ASSIGNED TASK:
The listing below is the input. Say how many of its lines contain "covered", giving the number alone.

════════════════

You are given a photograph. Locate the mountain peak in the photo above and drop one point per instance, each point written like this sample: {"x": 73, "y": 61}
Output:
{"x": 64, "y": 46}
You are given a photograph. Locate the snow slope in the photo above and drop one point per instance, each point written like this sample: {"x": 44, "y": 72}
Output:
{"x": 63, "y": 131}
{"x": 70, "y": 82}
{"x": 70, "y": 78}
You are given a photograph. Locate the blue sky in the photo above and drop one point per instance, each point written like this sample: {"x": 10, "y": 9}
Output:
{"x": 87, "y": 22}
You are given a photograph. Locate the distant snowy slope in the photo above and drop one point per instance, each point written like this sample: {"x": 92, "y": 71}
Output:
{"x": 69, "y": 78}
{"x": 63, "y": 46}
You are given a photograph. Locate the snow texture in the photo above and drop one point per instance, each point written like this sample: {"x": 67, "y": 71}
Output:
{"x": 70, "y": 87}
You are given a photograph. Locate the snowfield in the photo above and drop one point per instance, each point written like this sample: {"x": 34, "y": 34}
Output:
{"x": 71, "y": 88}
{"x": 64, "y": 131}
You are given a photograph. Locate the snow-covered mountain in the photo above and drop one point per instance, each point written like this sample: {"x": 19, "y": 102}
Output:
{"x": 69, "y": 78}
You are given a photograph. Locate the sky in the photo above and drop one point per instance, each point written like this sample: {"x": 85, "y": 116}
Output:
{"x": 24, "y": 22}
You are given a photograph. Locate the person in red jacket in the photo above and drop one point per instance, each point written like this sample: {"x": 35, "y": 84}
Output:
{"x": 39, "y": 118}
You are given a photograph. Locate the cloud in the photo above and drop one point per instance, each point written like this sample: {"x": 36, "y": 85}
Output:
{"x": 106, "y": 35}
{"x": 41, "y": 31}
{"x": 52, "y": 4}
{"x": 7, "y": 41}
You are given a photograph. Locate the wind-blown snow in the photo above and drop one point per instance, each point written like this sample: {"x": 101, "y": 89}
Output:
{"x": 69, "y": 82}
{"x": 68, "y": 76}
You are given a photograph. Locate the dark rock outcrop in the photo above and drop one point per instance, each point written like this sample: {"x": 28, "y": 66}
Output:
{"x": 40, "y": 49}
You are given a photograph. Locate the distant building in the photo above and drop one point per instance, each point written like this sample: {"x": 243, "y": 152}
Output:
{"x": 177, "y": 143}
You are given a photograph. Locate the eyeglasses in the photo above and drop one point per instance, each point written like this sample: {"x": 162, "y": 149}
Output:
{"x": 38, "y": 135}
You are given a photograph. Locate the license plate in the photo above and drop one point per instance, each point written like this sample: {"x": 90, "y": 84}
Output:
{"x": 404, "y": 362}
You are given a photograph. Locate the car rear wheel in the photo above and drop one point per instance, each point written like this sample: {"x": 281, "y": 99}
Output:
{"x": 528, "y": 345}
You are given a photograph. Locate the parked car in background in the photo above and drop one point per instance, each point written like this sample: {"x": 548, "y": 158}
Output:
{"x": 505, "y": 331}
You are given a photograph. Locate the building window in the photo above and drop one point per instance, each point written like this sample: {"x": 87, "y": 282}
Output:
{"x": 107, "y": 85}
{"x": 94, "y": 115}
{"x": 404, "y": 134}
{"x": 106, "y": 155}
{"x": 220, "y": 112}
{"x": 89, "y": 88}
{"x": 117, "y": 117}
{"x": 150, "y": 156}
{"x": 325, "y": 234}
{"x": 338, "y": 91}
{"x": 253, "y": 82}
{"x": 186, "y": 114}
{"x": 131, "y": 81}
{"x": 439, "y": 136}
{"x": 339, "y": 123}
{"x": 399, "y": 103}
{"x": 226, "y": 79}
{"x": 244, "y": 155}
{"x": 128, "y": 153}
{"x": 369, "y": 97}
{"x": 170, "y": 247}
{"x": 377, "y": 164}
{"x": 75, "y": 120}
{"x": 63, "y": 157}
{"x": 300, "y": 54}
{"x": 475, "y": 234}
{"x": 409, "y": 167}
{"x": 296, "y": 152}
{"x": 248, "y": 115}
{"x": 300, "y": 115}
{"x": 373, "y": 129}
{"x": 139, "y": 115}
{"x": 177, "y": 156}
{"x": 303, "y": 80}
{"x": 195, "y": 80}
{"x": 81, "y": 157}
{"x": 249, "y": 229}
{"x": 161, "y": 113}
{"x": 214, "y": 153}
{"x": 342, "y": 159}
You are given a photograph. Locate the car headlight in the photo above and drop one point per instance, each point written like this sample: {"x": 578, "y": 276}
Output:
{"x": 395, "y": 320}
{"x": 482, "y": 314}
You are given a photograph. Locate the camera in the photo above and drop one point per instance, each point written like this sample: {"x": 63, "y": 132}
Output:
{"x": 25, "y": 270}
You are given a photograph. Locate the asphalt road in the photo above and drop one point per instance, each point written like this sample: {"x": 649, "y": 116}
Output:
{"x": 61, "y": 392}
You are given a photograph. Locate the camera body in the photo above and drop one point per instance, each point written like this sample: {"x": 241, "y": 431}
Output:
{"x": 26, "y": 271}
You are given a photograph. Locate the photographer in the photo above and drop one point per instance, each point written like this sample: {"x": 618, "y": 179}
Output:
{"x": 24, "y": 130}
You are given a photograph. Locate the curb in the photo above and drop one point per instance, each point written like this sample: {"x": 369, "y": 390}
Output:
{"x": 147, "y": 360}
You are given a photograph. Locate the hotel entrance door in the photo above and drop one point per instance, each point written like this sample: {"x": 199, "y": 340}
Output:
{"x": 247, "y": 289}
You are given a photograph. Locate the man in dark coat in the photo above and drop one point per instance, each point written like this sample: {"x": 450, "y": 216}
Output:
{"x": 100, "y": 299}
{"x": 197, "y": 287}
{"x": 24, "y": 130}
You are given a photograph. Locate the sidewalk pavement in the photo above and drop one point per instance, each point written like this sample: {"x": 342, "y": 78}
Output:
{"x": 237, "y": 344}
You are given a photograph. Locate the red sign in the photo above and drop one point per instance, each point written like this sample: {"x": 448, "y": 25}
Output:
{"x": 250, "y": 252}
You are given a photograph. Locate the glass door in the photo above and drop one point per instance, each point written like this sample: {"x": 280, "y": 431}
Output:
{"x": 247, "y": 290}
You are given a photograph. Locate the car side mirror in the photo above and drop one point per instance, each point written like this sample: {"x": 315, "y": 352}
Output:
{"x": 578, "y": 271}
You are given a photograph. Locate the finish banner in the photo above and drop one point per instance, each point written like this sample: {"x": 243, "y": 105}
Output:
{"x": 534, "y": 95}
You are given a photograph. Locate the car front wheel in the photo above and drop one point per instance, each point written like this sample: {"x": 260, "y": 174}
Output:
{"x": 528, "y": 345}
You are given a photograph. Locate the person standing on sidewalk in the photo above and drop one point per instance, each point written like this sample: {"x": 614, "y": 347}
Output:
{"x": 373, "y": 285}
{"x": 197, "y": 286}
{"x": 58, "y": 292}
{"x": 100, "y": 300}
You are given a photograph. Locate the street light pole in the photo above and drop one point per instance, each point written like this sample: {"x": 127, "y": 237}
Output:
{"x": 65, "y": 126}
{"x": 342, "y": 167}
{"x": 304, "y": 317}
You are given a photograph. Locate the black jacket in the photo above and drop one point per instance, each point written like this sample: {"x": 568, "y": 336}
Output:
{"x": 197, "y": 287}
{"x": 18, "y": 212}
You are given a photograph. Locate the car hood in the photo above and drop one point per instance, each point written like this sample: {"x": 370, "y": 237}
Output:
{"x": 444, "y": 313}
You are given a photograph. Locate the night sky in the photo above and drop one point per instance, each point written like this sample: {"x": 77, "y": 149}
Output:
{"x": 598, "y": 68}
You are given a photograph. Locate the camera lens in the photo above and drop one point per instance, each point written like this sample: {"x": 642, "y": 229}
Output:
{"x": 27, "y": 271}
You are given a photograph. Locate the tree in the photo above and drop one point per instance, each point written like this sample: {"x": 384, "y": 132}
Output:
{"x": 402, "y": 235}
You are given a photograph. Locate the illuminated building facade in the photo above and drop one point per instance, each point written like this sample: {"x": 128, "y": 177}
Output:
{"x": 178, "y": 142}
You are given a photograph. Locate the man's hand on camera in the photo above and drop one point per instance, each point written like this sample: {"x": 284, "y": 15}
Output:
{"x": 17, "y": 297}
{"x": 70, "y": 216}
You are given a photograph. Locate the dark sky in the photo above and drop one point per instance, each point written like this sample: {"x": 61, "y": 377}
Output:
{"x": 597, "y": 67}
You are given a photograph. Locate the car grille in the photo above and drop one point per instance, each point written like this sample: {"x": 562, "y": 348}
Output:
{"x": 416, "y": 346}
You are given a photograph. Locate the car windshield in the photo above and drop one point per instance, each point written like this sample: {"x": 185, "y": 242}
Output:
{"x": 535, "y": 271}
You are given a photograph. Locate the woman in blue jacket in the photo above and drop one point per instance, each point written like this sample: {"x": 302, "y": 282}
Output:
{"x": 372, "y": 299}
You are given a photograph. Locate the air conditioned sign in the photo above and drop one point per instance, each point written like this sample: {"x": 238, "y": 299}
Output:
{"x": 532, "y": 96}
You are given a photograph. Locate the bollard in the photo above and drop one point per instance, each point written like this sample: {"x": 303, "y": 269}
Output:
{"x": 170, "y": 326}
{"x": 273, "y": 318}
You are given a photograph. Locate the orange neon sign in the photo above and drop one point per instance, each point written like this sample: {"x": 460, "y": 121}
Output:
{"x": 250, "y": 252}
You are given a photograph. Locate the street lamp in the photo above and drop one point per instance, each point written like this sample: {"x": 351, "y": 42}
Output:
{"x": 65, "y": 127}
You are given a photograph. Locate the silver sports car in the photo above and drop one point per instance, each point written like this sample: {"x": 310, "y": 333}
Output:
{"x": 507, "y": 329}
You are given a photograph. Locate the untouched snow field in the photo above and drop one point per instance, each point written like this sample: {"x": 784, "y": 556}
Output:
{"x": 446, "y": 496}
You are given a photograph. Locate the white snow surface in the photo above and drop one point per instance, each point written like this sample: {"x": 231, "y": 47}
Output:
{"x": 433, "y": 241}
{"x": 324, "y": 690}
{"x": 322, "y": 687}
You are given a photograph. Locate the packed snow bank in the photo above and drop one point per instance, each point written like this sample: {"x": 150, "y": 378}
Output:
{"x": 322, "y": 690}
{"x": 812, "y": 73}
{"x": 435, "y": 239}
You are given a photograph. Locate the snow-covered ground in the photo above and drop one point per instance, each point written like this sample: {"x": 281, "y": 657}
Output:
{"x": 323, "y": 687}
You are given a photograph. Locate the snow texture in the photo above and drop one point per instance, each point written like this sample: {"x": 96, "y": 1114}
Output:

════════════════

ANSWER BOX:
2